Data to examine:
= = = = = = =
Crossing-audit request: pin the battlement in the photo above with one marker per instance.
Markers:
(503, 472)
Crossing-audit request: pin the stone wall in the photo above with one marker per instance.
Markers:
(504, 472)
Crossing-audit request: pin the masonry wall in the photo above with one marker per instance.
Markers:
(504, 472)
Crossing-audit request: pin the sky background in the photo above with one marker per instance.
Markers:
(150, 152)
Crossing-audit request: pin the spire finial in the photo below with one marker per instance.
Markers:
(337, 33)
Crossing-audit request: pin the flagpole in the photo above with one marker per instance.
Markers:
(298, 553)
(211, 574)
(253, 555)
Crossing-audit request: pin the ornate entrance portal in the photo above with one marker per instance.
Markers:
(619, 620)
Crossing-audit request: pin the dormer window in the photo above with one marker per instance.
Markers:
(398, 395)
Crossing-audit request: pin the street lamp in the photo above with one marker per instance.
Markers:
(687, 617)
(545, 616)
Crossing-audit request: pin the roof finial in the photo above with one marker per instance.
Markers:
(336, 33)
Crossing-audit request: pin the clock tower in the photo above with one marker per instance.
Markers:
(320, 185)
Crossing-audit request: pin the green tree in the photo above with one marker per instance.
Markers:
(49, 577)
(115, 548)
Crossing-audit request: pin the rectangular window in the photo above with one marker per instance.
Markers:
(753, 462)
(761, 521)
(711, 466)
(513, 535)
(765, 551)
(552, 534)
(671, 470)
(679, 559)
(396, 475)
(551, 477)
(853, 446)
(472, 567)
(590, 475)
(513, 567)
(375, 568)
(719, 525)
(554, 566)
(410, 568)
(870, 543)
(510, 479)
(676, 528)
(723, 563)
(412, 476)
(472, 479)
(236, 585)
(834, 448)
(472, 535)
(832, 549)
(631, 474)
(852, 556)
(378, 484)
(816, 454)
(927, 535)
= = = = = = =
Task item:
Working through the data above, find every line holding "wall" and copy it.

Task output:
Crossing-audit request: pin the stone wall in the photo above with one marker per instance.
Crossing-audit request: pin the masonry wall in the photo above with one marker per instance.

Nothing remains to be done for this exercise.